_EXTRACTED DATA_.
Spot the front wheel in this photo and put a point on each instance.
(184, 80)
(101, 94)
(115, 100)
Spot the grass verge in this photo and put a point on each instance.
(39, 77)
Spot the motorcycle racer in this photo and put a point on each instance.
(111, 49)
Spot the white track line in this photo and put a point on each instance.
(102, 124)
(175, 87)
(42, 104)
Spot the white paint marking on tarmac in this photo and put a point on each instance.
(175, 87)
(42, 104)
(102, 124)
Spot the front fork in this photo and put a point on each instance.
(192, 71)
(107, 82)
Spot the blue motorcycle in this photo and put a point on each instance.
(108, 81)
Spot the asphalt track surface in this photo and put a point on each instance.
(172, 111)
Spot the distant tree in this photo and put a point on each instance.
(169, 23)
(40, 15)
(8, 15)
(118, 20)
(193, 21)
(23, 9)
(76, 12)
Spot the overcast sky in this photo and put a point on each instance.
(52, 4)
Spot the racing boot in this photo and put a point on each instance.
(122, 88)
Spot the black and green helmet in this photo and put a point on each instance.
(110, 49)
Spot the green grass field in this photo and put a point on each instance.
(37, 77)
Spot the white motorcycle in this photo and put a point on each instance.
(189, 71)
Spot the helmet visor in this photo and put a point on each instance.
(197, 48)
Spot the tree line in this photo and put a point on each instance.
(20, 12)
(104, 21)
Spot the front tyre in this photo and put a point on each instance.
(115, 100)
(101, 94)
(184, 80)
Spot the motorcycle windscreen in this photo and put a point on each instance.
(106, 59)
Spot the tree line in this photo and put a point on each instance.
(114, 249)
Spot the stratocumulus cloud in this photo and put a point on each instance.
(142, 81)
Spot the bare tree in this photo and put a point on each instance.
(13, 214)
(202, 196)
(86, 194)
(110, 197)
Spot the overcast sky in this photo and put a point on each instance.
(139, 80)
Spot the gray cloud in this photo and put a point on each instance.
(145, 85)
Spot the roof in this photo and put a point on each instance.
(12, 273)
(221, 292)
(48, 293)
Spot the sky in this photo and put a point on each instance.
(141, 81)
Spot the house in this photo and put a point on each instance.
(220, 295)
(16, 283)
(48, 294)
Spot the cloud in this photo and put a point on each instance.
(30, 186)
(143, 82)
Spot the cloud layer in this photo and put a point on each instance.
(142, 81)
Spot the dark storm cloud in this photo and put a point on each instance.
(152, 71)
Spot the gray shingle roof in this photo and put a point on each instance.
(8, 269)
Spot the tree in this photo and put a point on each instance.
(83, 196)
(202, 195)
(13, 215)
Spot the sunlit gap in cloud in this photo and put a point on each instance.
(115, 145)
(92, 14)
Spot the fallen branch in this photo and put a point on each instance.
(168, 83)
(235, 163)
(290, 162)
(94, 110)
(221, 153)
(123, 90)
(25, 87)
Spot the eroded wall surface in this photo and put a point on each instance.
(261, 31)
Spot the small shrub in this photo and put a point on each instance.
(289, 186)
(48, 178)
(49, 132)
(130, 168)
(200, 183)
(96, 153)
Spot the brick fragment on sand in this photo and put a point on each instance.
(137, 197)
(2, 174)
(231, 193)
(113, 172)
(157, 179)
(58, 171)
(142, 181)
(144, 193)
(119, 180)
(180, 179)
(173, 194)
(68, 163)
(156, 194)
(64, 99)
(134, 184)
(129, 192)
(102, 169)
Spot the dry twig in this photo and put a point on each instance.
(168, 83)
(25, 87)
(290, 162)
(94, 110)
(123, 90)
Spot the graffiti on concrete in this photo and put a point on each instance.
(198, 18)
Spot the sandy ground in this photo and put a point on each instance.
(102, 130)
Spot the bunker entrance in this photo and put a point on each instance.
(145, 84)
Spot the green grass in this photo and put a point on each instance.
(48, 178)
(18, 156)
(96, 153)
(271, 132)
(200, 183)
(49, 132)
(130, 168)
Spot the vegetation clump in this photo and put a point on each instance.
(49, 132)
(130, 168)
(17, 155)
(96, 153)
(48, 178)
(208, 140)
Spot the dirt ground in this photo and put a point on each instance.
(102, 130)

_GOAL_. Give the entries once more, exactly as they appear.

_RESPONSE TO THIS TASK_.
Spot the front wheel in this photo and put a point on each instance.
(184, 80)
(101, 94)
(115, 100)
Spot the grass verge in this photo and put a point on each instance.
(39, 77)
Spot the motorcycle racer in this photo and put a point on each instance.
(111, 49)
Spot the white track line in this photo and put a point on each instance.
(102, 124)
(175, 87)
(42, 104)
Spot the white paint marking on tarmac in this photo and put a point on each instance.
(175, 87)
(42, 104)
(102, 124)
Spot the front fork in this photo and put a point on each instance.
(192, 71)
(107, 82)
Spot the blue motorcycle in this photo and put a point on each instance.
(108, 81)
Spot the asphalt track surface in this photo and put a point on each instance.
(172, 111)
Spot the distant tree in this photo and put a point on each instance.
(169, 23)
(40, 15)
(8, 15)
(118, 20)
(193, 21)
(23, 9)
(76, 12)
Spot the overcast sky in this photo and put a point on each instance.
(52, 4)
Spot the racing boot in this photo and put a point on each instance.
(122, 88)
Spot the black and green helmet in this photo and put a point on each instance.
(110, 49)
Spot the green grass field in this photo and put a point on each instance.
(37, 77)
Spot the white motorcycle in this photo and put a point on each instance.
(189, 71)
Spot the helmet visor in this photo and put a point on each instance.
(197, 48)
Spot the tree line in this photo and put a point on each instance.
(20, 12)
(104, 21)
Spot the front tyre in this photo and put a point on each instance.
(115, 100)
(101, 94)
(184, 80)
Spot the motorcycle windscreen in this photo and put a point on each instance.
(106, 59)
Spot the tree line in this photo and put a point on each instance.
(114, 249)
Spot the stratocumulus cloud in this photo and put a point on each instance.
(142, 81)
Spot the bare tree in this photo and put a point on each instance.
(13, 214)
(202, 196)
(86, 194)
(110, 197)
Spot the overcast sky in this photo and put a point on each instance.
(139, 80)
Spot the gray cloud in this photo and put a point on each instance.
(145, 85)
Spot the roof in this photo and put a point on each instance.
(12, 273)
(221, 292)
(48, 293)
Spot the sky in this photo and put a point on each instance.
(141, 81)
Spot the house in this photo and put a point on each instance.
(220, 295)
(16, 283)
(48, 294)
Spot the cloud in this photo and put a point on each instance.
(30, 186)
(143, 82)
Spot the cloud layer in this photo and put a point on each instance.
(142, 81)
Spot the dark storm cloud in this photo and put a point on each instance.
(152, 71)
Spot the gray shingle roof in this photo and put a point on each instance.
(8, 269)
Spot the tree in this photo and put a point on each instance.
(83, 196)
(202, 195)
(13, 215)
Spot the sunlit gap in cloud in this photo and put a point on each instance.
(115, 145)
(92, 14)
Spot the fallen branch in this photo and put a point on each instance.
(168, 83)
(235, 163)
(290, 162)
(94, 110)
(221, 153)
(123, 90)
(25, 87)
Spot the eroded wall surface in this photo and put a point on each instance.
(261, 31)
Spot the small shrub in this photo and put a point on each instance.
(289, 186)
(48, 178)
(49, 132)
(130, 168)
(200, 183)
(96, 153)
Spot the brick fragment on sand in this photo and put a point on each instance.
(137, 197)
(2, 174)
(231, 193)
(113, 172)
(157, 179)
(58, 171)
(142, 181)
(144, 193)
(119, 180)
(180, 179)
(173, 194)
(68, 163)
(156, 194)
(64, 99)
(134, 184)
(129, 192)
(102, 169)
Spot the dry twig in this photo and put a point on each instance.
(168, 83)
(25, 87)
(290, 162)
(94, 110)
(123, 90)
Spot the graffiti on concrete in this photo and put a point on each instance.
(198, 18)
Spot the sandy ground in this photo and put a point on each instance.
(102, 130)
Spot the bunker entrance in this photo and put a point on each instance.
(145, 84)
Spot the green grass in this photo and put a point on each instance.
(48, 178)
(18, 156)
(96, 153)
(271, 132)
(200, 183)
(49, 132)
(130, 168)
Spot the vegetation clump in this photo and put a point on each instance.
(49, 132)
(130, 168)
(17, 155)
(96, 153)
(48, 178)
(208, 140)
Spot the dirt ground in this photo and put a point on each instance.
(102, 130)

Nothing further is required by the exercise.